_Records from a data collection_
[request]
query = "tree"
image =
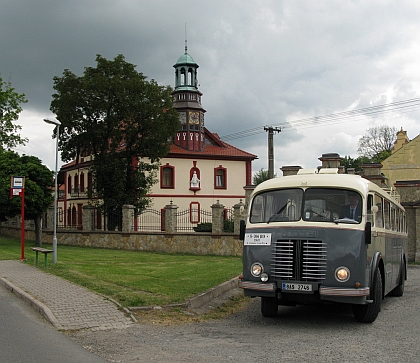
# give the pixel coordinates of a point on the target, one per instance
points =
(260, 176)
(9, 112)
(39, 185)
(377, 144)
(126, 122)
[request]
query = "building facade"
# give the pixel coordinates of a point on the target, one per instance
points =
(200, 169)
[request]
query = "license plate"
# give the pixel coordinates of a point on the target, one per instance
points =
(296, 287)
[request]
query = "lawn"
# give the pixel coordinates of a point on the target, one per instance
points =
(133, 278)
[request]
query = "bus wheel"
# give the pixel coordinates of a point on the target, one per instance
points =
(269, 306)
(369, 312)
(399, 290)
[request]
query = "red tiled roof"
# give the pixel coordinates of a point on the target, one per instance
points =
(212, 150)
(214, 147)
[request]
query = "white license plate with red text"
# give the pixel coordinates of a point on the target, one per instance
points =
(296, 287)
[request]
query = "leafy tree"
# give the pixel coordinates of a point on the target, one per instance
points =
(377, 144)
(113, 113)
(39, 184)
(260, 176)
(9, 112)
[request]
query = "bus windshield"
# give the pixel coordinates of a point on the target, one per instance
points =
(312, 204)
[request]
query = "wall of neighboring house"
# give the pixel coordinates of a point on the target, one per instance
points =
(404, 163)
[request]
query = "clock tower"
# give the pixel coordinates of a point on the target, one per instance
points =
(187, 101)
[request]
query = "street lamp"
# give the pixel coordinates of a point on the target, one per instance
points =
(56, 123)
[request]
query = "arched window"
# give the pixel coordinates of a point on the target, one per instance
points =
(82, 182)
(220, 178)
(167, 176)
(76, 183)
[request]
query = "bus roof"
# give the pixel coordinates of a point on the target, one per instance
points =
(326, 178)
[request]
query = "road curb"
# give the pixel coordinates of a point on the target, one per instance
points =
(38, 305)
(215, 292)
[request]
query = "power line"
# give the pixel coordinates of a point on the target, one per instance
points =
(399, 106)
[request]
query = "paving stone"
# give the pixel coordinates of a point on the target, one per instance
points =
(72, 307)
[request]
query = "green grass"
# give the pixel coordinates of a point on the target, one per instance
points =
(132, 278)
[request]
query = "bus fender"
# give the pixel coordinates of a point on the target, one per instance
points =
(242, 227)
(377, 257)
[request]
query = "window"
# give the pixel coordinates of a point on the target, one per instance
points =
(76, 183)
(82, 182)
(167, 179)
(220, 180)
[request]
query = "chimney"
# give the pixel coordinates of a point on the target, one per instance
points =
(372, 172)
(330, 160)
(290, 170)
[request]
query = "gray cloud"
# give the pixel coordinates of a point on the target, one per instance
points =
(261, 62)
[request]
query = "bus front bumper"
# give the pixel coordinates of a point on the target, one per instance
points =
(323, 291)
(338, 291)
(257, 286)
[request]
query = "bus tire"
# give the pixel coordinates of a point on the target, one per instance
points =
(269, 306)
(399, 290)
(369, 312)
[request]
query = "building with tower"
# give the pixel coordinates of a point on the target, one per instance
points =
(200, 169)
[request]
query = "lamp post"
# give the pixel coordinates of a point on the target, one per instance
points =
(56, 123)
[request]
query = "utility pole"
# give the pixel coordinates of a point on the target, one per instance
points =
(271, 131)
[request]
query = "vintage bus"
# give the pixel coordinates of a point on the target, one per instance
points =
(320, 236)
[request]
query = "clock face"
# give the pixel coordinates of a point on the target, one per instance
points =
(194, 117)
(183, 117)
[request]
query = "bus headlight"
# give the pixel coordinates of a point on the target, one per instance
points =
(342, 274)
(264, 277)
(256, 269)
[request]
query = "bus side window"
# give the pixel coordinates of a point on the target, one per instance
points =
(369, 209)
(386, 214)
(379, 215)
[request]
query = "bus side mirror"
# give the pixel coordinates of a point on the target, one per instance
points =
(242, 230)
(368, 233)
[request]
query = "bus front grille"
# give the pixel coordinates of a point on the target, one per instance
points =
(299, 260)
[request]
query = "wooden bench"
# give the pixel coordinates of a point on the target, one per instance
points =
(45, 251)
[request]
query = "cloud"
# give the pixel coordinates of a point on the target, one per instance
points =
(261, 62)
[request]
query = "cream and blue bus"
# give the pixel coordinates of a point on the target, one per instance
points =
(320, 236)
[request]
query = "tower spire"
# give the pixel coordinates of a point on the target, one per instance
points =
(186, 38)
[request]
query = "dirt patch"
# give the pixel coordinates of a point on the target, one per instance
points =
(175, 315)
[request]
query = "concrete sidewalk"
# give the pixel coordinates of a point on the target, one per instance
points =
(66, 305)
(71, 307)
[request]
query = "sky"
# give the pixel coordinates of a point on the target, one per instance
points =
(261, 63)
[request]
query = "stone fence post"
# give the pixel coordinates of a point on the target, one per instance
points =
(170, 218)
(238, 215)
(217, 218)
(87, 217)
(127, 218)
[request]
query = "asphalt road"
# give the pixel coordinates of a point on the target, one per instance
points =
(297, 334)
(25, 337)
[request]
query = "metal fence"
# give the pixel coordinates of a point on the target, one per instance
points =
(198, 220)
(228, 222)
(149, 220)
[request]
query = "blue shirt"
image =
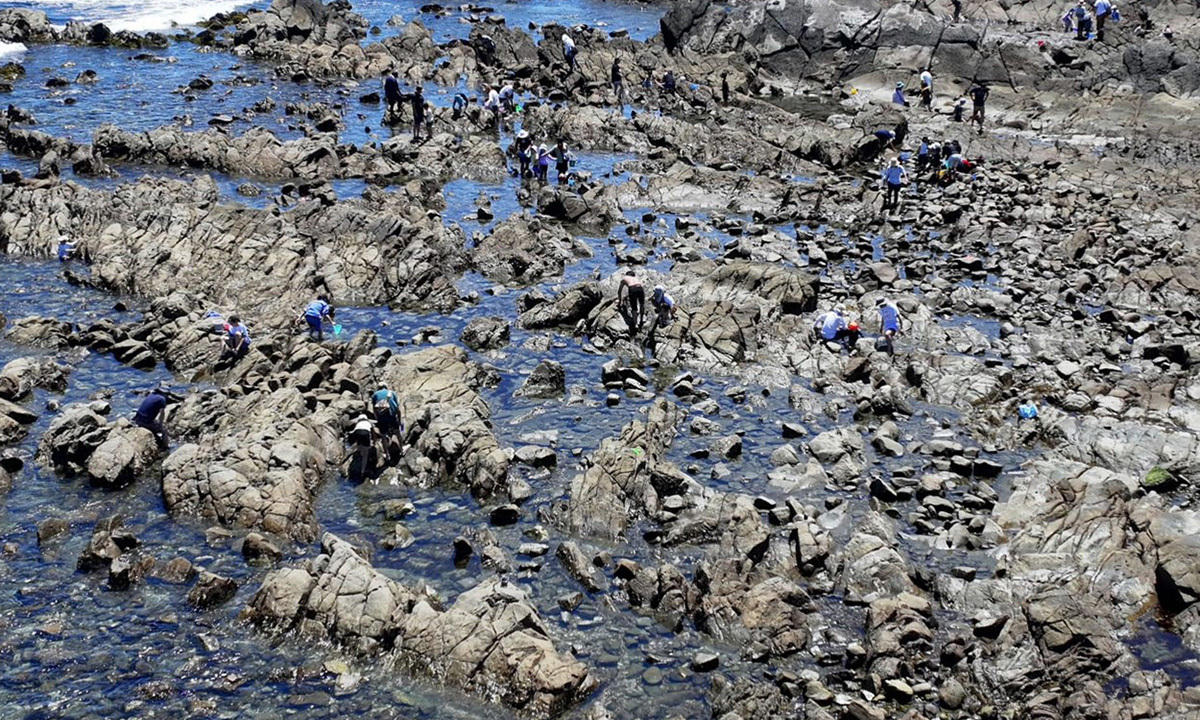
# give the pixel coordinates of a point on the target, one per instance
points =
(831, 324)
(893, 174)
(237, 331)
(317, 309)
(889, 316)
(150, 408)
(393, 401)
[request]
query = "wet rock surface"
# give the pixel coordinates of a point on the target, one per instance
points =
(720, 516)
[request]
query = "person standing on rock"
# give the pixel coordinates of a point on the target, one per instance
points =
(237, 341)
(631, 301)
(364, 438)
(562, 161)
(391, 94)
(569, 54)
(894, 177)
(618, 82)
(1103, 7)
(317, 315)
(151, 414)
(978, 94)
(66, 250)
(418, 100)
(889, 322)
(385, 407)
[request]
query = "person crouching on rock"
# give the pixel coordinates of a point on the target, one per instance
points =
(237, 341)
(151, 414)
(418, 100)
(363, 438)
(317, 315)
(391, 94)
(66, 250)
(832, 327)
(385, 408)
(631, 301)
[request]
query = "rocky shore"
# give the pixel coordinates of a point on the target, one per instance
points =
(843, 533)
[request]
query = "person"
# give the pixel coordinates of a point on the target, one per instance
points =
(889, 322)
(562, 161)
(525, 153)
(418, 100)
(460, 106)
(1103, 7)
(493, 103)
(508, 99)
(363, 437)
(1027, 411)
(978, 99)
(569, 53)
(1083, 22)
(237, 340)
(895, 177)
(664, 305)
(959, 108)
(317, 315)
(543, 167)
(831, 325)
(391, 93)
(66, 250)
(385, 407)
(631, 300)
(151, 414)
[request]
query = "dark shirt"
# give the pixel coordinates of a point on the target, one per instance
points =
(391, 88)
(150, 408)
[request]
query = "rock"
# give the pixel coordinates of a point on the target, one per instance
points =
(504, 515)
(52, 528)
(485, 334)
(549, 379)
(124, 455)
(705, 663)
(258, 550)
(210, 591)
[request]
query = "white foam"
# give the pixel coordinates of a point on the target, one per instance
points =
(143, 16)
(11, 51)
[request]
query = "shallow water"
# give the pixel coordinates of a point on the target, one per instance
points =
(76, 648)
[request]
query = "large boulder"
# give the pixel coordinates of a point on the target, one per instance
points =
(491, 641)
(123, 457)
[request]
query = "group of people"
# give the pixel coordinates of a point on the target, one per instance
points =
(834, 327)
(534, 161)
(396, 99)
(377, 436)
(978, 94)
(1083, 17)
(631, 305)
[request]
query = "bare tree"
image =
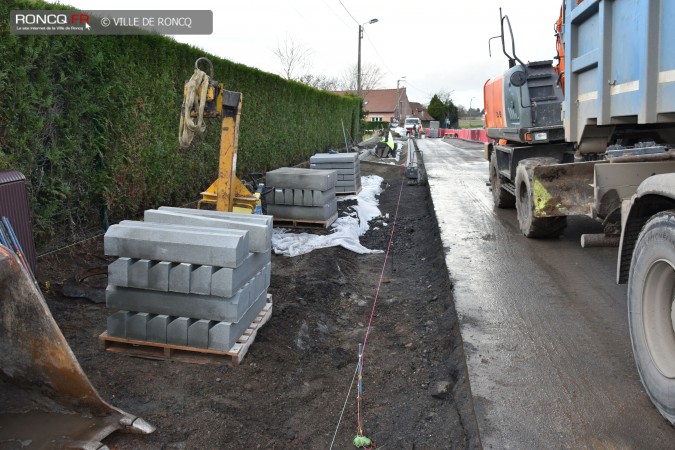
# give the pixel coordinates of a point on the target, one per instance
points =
(371, 77)
(320, 82)
(293, 57)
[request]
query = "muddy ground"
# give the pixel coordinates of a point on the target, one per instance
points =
(290, 389)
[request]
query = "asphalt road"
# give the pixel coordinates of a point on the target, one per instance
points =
(543, 323)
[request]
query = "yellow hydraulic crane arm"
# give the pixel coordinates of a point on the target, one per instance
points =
(227, 193)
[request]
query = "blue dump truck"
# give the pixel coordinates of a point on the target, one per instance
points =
(593, 134)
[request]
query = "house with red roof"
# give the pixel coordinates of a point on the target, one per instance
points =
(383, 105)
(419, 111)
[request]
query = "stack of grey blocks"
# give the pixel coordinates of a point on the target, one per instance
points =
(188, 277)
(302, 194)
(347, 166)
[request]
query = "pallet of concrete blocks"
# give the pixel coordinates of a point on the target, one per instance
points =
(347, 166)
(188, 279)
(302, 197)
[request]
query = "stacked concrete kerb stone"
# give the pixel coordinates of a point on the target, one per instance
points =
(348, 167)
(188, 277)
(302, 195)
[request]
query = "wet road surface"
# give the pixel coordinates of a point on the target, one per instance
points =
(543, 323)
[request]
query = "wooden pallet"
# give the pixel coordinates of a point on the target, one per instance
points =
(157, 350)
(357, 192)
(296, 223)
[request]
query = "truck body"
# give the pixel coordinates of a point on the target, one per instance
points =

_TRY IT_
Lines from the records above that hold "with" are the ones to list.

_WRITTEN REPLY_
query = "white license plate with red text"
query = "building with tower"
query = "house with red roof"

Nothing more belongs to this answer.